Data extracted from a collection:
════════

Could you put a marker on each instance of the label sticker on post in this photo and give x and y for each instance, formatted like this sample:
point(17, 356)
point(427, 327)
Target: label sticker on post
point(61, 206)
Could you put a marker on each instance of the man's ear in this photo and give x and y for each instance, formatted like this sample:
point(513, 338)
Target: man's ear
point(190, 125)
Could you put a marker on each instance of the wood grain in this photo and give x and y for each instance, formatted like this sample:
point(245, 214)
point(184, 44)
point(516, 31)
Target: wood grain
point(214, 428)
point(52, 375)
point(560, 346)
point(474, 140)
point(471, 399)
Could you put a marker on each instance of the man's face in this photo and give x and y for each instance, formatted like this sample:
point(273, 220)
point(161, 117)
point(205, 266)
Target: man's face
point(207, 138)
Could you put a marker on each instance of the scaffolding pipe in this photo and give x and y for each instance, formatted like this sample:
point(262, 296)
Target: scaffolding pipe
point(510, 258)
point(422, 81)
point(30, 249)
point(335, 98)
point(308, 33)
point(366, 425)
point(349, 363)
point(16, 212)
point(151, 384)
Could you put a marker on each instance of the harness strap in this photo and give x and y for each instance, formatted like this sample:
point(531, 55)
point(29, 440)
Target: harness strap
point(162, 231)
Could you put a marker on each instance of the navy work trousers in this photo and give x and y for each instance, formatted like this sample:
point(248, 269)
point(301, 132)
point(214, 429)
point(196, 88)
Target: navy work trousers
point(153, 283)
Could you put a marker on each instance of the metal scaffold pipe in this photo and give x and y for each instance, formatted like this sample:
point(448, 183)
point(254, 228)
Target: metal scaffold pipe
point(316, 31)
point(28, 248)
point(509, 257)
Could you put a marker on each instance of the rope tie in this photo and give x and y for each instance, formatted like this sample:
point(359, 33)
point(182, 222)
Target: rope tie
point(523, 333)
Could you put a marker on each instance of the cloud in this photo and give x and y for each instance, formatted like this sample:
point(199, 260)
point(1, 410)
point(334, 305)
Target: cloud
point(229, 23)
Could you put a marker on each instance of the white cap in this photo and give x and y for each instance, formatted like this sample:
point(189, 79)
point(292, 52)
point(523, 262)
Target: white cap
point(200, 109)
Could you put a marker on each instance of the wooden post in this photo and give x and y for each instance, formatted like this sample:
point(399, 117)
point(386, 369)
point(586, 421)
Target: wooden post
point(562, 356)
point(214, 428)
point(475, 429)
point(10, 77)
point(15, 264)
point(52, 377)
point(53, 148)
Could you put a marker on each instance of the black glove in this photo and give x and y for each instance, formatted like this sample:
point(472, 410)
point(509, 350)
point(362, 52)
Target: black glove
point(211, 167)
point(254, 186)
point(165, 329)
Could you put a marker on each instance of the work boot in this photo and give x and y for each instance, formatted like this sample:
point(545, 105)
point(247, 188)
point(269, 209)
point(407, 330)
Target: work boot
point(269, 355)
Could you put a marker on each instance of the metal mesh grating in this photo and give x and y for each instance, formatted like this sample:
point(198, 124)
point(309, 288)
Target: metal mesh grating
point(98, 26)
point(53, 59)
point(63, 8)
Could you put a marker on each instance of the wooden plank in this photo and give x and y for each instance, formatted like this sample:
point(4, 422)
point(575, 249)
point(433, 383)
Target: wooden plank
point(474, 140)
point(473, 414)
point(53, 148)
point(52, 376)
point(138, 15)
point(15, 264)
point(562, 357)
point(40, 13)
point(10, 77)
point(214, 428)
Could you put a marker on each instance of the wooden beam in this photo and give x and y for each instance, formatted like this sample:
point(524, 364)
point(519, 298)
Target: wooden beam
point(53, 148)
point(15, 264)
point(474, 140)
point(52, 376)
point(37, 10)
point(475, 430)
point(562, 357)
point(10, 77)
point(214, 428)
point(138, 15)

════════

→ What the exercise asks: Retype every record above exactly as it appears.

→ Problem solution:
Could you put a marker on each instance of the label sticker on post in this photo and give x and y for each instance, formatted like this sample:
point(17, 356)
point(427, 327)
Target: label sticker on post
point(61, 206)
Could you put a marker on each instance of the man's ear in this photo and give x and y for each instance, formatted like this sample:
point(513, 338)
Target: man's ear
point(190, 125)
Could you put a marker on each instance of the wood grain in this photo and give x and y for each instance, formatted like this sample:
point(245, 214)
point(184, 44)
point(516, 31)
Target: wood grain
point(214, 428)
point(52, 375)
point(560, 346)
point(474, 140)
point(471, 399)
Could you put a marker on each instance of the man's face in this photo and give x and y for each instance, formatted like this sample:
point(273, 220)
point(161, 117)
point(205, 266)
Target: man's face
point(207, 138)
Could you put a marker on each instance of the scaffolding pipe in this photo and give x and y for each instance, formatted like this sample:
point(262, 296)
Target: scaffolding pipe
point(510, 258)
point(422, 81)
point(30, 249)
point(335, 98)
point(308, 33)
point(366, 425)
point(349, 363)
point(16, 212)
point(151, 384)
Could you put a marker on each instance of the harness strap in this photo and give x and y for each instance, formatted like this sample:
point(531, 55)
point(29, 440)
Target: harness strap
point(162, 231)
Could you put a marker on each instance of the navy work trousers in this photo and give x and y for each instance, formatted like this sample:
point(248, 269)
point(301, 132)
point(214, 429)
point(196, 88)
Target: navy work trousers
point(153, 283)
Could you put a marker on each instance of the metal scaffold pipe in this photo and give x and y for each instance, formatted like this sample:
point(448, 183)
point(254, 228)
Target: metal scaffold pipe
point(316, 31)
point(28, 248)
point(509, 257)
Could you put a marker on each instance of the rope tie in this photo and give x and y for each instance, formatted like this sample:
point(359, 33)
point(182, 222)
Target: rope tie
point(523, 333)
Could you put a marker on each instance of the cloud in this photo and give x and y for each instance, formatted like this sample:
point(199, 260)
point(1, 410)
point(334, 305)
Target: cloud
point(229, 23)
Could you put a marker on each instance of the white cap in this photo and give x and y for each instance, formatted like this sample:
point(189, 79)
point(292, 52)
point(523, 262)
Target: white cap
point(200, 109)
Could you put a marker on each instance of the wooden post in this photo and give x and y for each instance, formatted like this sample:
point(399, 117)
point(386, 369)
point(586, 421)
Target: wooden post
point(562, 356)
point(214, 428)
point(475, 429)
point(10, 77)
point(15, 264)
point(52, 377)
point(53, 148)
Could you put a marker on each instance of the black glove in this photo and give x and y for each instance, formatted like this sample:
point(472, 410)
point(509, 350)
point(362, 52)
Target: black glove
point(211, 167)
point(254, 186)
point(165, 329)
Could you put a marker on each instance of the work boot in this photo and give x and y for each instance, formatted like this sample:
point(545, 105)
point(247, 188)
point(269, 209)
point(407, 330)
Target: work boot
point(269, 355)
Could you put a marker on each instance of the metal mesh grating in this photo and give x and y for each instance, formatted like this sample:
point(198, 124)
point(309, 288)
Target: metal mesh grating
point(98, 26)
point(53, 59)
point(63, 8)
Could you put a marker on each instance of the wooden plank in this photo and give x and y for each instance, formatted like this sample:
point(4, 422)
point(575, 249)
point(433, 383)
Target: wooden plank
point(474, 140)
point(473, 414)
point(53, 148)
point(52, 376)
point(138, 15)
point(15, 264)
point(562, 357)
point(40, 13)
point(10, 77)
point(214, 428)
Could you put a marker on each instance of the wooden beam in this photo and give x and y for each instance, formatted like this sample:
point(524, 364)
point(519, 298)
Target: wooden beam
point(53, 148)
point(15, 264)
point(474, 140)
point(52, 376)
point(37, 10)
point(475, 430)
point(562, 357)
point(10, 77)
point(214, 428)
point(138, 15)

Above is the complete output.